> DIRECTION
Find the line containing "Where can you spot the man's ear?", then print it and each following line through the end of the records, exactly and with nothing added; leave out any pictures.

> EXTRACTED MATERIAL
= = = = = = =

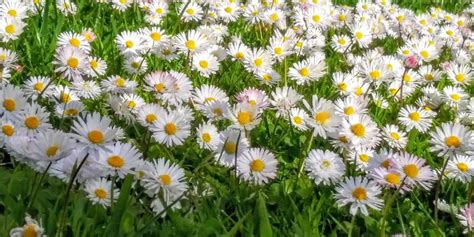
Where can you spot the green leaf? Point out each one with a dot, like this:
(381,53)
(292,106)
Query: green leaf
(265,229)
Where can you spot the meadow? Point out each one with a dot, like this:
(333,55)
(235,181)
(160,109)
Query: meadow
(236,118)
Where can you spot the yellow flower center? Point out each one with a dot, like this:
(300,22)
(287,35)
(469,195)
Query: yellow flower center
(165,179)
(462,167)
(191,44)
(159,87)
(204,64)
(170,129)
(392,178)
(73,63)
(364,158)
(155,36)
(96,137)
(349,110)
(460,77)
(297,120)
(411,170)
(116,161)
(375,74)
(12,12)
(360,194)
(10,29)
(52,151)
(129,44)
(75,42)
(304,72)
(206,137)
(32,122)
(8,130)
(322,117)
(244,118)
(100,193)
(71,112)
(9,104)
(150,118)
(453,142)
(395,135)
(30,231)
(230,148)
(257,166)
(358,129)
(415,116)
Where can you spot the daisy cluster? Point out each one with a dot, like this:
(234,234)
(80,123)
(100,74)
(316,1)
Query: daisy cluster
(74,124)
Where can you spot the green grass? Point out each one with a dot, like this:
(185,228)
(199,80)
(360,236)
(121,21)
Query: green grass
(282,208)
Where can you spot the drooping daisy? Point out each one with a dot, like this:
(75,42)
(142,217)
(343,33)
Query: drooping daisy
(395,137)
(119,159)
(414,170)
(98,191)
(165,176)
(207,136)
(31,228)
(452,138)
(360,193)
(324,167)
(412,117)
(323,114)
(71,62)
(94,133)
(52,145)
(232,143)
(148,114)
(205,63)
(461,168)
(257,165)
(171,129)
(33,119)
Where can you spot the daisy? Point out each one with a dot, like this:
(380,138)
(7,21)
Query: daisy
(452,138)
(245,116)
(190,42)
(414,170)
(323,114)
(31,228)
(99,191)
(466,217)
(257,165)
(207,136)
(12,101)
(298,118)
(75,40)
(283,99)
(461,168)
(360,193)
(208,93)
(148,114)
(129,43)
(232,143)
(324,167)
(37,85)
(94,133)
(71,62)
(33,119)
(206,64)
(412,117)
(171,129)
(119,159)
(164,176)
(395,137)
(52,145)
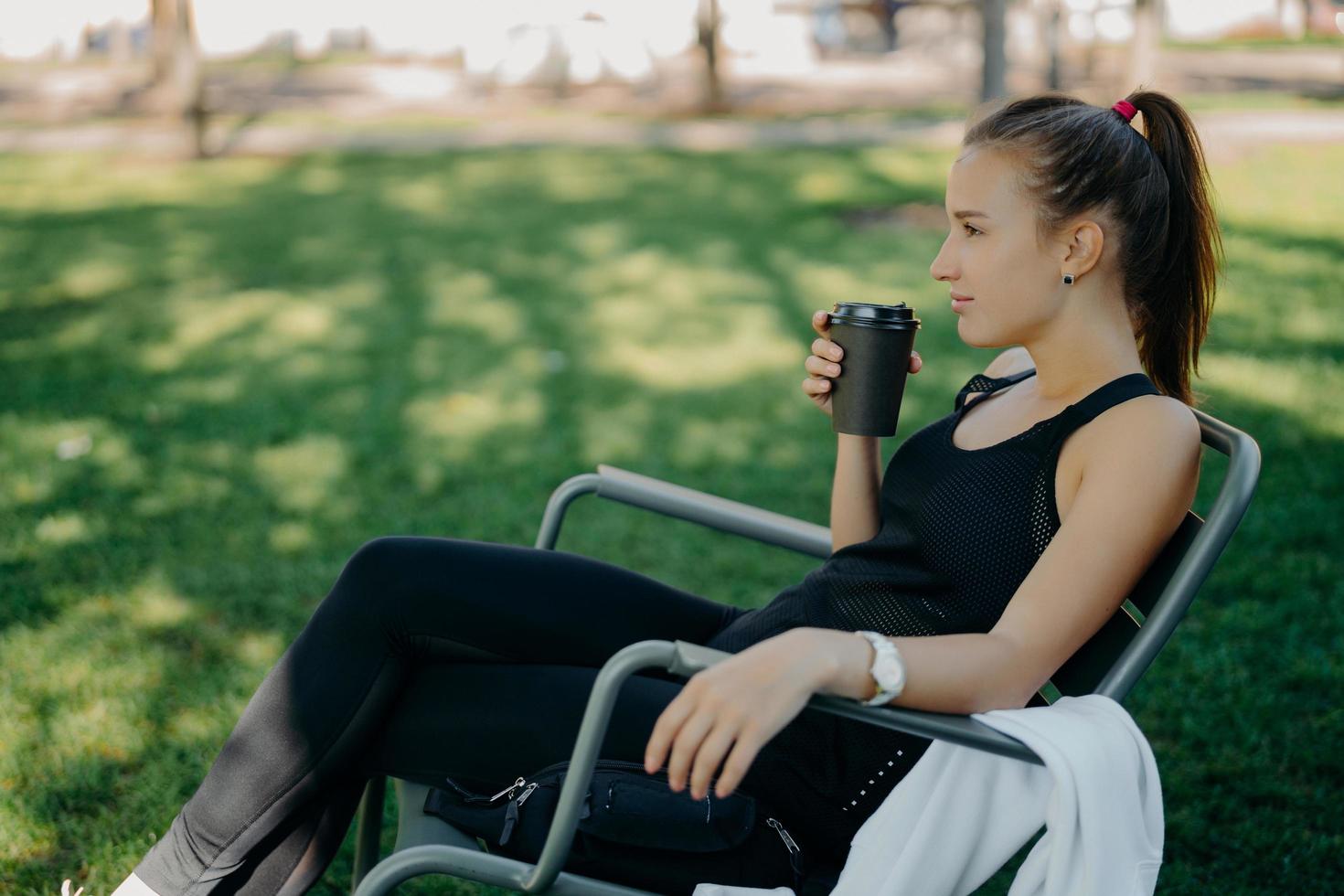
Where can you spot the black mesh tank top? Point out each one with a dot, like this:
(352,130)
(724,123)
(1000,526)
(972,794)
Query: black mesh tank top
(960,529)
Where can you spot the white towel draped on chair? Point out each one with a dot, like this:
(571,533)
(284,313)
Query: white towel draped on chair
(960,813)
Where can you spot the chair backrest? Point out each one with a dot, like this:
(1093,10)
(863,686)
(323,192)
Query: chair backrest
(1123,649)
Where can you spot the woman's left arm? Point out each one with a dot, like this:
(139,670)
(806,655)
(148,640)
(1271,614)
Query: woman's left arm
(1133,495)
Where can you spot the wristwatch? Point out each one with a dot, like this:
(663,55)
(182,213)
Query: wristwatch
(887,669)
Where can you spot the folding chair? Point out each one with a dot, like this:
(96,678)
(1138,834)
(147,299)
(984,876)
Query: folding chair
(1109,664)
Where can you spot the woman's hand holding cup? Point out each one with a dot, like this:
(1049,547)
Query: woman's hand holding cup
(824,363)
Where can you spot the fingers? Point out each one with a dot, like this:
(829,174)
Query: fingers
(664,730)
(709,756)
(827,349)
(687,744)
(740,761)
(814,386)
(820,367)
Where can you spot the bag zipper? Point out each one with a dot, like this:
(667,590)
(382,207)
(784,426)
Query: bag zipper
(795,852)
(468,797)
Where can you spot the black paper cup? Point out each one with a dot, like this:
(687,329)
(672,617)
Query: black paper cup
(877,341)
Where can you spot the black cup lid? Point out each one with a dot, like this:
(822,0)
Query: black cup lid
(874,315)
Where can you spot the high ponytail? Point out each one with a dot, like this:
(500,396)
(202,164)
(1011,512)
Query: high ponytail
(1176,306)
(1153,187)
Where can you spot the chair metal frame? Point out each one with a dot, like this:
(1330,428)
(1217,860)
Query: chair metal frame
(1109,664)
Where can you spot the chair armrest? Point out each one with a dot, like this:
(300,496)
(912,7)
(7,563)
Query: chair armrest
(941,726)
(687,504)
(684,658)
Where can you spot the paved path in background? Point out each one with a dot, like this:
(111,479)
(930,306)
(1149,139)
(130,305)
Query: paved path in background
(1221,131)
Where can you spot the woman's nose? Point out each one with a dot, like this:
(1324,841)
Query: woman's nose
(941,266)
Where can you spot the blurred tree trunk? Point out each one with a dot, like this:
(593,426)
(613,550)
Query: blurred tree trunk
(176,82)
(995,71)
(707,26)
(1148,30)
(1054,74)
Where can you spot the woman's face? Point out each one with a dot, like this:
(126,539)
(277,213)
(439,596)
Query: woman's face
(992,254)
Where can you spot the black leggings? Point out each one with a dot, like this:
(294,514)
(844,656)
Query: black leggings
(429,657)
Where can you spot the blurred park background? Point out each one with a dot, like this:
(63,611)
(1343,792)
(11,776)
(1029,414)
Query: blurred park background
(277,278)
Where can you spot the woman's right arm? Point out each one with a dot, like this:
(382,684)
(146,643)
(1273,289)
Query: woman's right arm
(855,515)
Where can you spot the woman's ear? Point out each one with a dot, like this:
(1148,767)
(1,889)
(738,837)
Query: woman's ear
(1083,249)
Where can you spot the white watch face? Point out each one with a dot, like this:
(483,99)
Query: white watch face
(887,672)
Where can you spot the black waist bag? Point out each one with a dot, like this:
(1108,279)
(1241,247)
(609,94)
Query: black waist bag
(628,817)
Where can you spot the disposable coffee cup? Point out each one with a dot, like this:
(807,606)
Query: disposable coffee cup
(877,341)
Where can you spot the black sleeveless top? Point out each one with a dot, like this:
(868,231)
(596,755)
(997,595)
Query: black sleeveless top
(960,529)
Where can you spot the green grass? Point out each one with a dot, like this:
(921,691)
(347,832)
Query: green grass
(276,360)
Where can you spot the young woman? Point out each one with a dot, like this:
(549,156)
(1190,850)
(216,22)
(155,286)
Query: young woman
(994,546)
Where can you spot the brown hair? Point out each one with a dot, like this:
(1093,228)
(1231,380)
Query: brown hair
(1153,187)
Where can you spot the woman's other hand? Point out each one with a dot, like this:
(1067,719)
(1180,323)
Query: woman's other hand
(737,704)
(824,363)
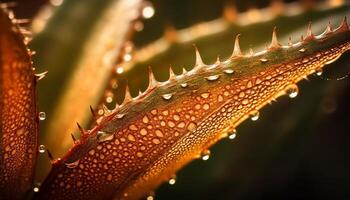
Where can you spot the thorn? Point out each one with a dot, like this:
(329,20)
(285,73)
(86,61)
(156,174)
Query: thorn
(40,76)
(184,71)
(171,73)
(217,61)
(343,26)
(73,138)
(50,155)
(82,131)
(263,60)
(105,109)
(290,43)
(274,42)
(152,82)
(32,53)
(328,30)
(237,49)
(127,96)
(309,34)
(251,51)
(199,61)
(92,112)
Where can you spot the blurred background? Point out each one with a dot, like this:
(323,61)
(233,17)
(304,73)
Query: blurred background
(298,149)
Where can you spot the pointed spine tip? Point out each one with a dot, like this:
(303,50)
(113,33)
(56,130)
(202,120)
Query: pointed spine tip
(290,43)
(344,26)
(152,82)
(274,42)
(309,34)
(251,52)
(80,128)
(127,96)
(73,137)
(172,75)
(92,112)
(199,61)
(237,48)
(50,156)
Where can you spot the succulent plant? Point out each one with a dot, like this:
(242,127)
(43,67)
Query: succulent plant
(154,128)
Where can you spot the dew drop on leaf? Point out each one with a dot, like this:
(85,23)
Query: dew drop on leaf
(42,149)
(232,135)
(254,116)
(42,116)
(292,90)
(167,96)
(205,155)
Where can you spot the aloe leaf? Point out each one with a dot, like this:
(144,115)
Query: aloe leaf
(18,111)
(78,46)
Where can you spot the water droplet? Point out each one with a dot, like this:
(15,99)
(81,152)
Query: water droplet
(254,116)
(103,136)
(109,97)
(167,96)
(42,149)
(183,85)
(150,197)
(263,60)
(319,72)
(213,78)
(205,95)
(172,180)
(36,187)
(228,71)
(42,116)
(127,57)
(292,90)
(119,70)
(205,155)
(232,135)
(138,26)
(73,164)
(119,116)
(148,11)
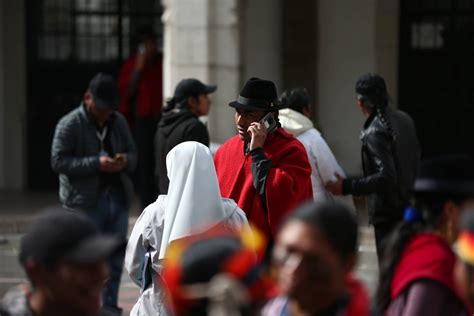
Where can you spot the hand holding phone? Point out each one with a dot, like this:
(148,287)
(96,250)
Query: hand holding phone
(121,158)
(269,121)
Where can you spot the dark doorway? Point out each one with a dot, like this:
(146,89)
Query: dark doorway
(68,41)
(299,31)
(436,79)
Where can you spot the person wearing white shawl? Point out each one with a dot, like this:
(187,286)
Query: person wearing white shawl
(295,120)
(193,204)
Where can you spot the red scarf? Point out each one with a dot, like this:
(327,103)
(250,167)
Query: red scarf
(426,256)
(288,182)
(149,95)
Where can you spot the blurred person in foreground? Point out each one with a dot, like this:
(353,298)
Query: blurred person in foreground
(140,84)
(217,273)
(180,123)
(416,276)
(263,168)
(314,255)
(295,119)
(390,157)
(193,204)
(64,257)
(464,270)
(93,152)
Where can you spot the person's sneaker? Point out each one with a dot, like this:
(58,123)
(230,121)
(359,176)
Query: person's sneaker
(111,311)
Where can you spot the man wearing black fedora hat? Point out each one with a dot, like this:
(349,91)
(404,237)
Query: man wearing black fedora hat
(264,169)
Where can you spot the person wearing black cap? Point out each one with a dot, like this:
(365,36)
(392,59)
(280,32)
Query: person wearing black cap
(264,169)
(295,119)
(140,85)
(180,123)
(417,274)
(93,152)
(390,157)
(64,257)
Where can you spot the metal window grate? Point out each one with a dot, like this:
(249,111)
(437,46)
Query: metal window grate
(93,30)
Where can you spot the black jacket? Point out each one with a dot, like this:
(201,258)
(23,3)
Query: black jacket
(390,157)
(176,126)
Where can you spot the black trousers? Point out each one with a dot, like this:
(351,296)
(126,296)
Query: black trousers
(144,135)
(382,232)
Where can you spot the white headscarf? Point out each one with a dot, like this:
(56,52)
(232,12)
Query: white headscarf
(194,199)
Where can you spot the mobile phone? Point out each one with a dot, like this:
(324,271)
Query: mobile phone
(269,121)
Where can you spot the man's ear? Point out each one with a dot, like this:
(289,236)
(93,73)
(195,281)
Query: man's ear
(192,102)
(87,98)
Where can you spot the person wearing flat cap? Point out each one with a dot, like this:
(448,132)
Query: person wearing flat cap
(180,123)
(94,154)
(264,169)
(64,257)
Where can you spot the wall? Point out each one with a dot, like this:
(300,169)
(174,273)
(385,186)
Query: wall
(12,95)
(262,41)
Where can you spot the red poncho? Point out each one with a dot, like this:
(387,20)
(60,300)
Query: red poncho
(288,182)
(149,94)
(426,256)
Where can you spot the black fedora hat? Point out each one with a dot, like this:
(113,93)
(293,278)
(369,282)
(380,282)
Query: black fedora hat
(257,95)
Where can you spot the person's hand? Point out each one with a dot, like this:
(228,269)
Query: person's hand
(258,134)
(122,159)
(335,187)
(110,165)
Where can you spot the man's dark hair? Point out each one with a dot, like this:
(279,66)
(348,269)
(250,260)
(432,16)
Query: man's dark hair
(371,89)
(296,99)
(334,221)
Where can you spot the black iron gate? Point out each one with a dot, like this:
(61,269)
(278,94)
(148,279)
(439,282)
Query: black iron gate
(436,78)
(68,41)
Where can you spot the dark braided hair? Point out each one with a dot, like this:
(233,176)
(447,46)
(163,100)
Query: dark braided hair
(431,208)
(439,180)
(381,113)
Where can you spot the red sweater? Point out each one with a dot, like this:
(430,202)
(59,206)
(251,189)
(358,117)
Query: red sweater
(288,182)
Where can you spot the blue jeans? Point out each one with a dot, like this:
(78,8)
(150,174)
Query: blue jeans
(111,217)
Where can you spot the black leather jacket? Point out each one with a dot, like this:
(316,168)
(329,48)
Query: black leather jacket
(390,157)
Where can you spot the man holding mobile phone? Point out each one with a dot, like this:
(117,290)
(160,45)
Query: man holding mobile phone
(93,153)
(264,169)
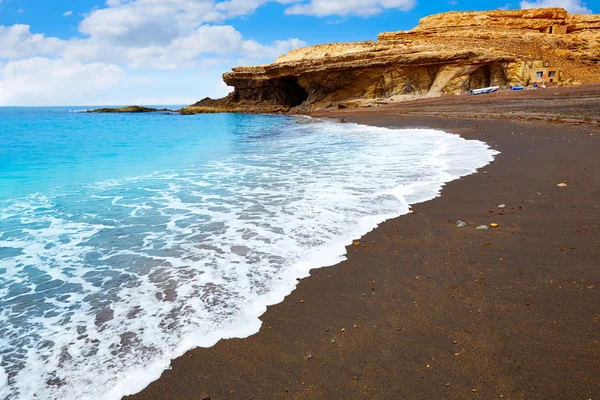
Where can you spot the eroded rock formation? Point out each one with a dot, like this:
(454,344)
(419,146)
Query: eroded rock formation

= = = = = = =

> TASK SOLUTION
Where can you spot the man's ear? Point out each one with a dot, like this:
(289,236)
(93,73)
(195,281)
Query: man's ear
(192,102)
(87,98)
Where can you spot the person wearing flat cap? Point out each one with a dot, like this:
(448,132)
Query: person wearing flat cap
(180,123)
(94,154)
(264,169)
(64,257)
Where can you spot the wall? Point out each one with a dot, like this:
(300,169)
(174,273)
(385,186)
Query: wall
(12,95)
(262,41)
Where can you spot the red poncho? Point out each one with a dot, like this:
(387,20)
(60,300)
Query: red poncho
(288,182)
(149,94)
(426,256)
Where can you spot the black fedora hat? Point out each one with a dot, like this:
(113,93)
(293,278)
(369,282)
(380,282)
Query: black fedora hat
(257,95)
Where can you spot the person's hand? Point out each one with a dot, like this:
(228,269)
Query: person's hand
(258,134)
(122,159)
(335,187)
(110,165)
Where can you spot the man's dark hair? Point out each one with a dot, like this:
(279,66)
(348,269)
(250,260)
(432,16)
Query: man's dark hair
(371,89)
(296,99)
(334,221)
Where can you spot the black iron gate? Point out each one with a dot, like this:
(61,269)
(278,94)
(148,279)
(439,282)
Query: black iron gate
(436,78)
(68,41)
Where can you spot the dark braided hair? Point out each one with a dot, like this:
(233,176)
(447,46)
(163,100)
Query: dark braided hair
(431,208)
(439,180)
(381,113)
Where can you spot the red sweater? Point out each one with a dot, like this:
(430,202)
(59,206)
(251,189)
(358,117)
Query: red sweater
(288,182)
Where can you spot the blue jeans? Point out each one with a dot, like this:
(78,8)
(150,174)
Query: blue jeans
(111,217)
Where can you spot the black leather jacket? Point out each one with a dot, like this:
(316,168)
(329,48)
Query: black leather jacket
(390,157)
Where can you spot the man holding mobile phone? Point out each one with a dot, like this:
(117,290)
(160,45)
Query: man holding mobile phone
(93,153)
(264,169)
Where can you spot the eroded rock formation? Point out each one with a dot, like this:
(454,344)
(419,146)
Query: eroded rock formation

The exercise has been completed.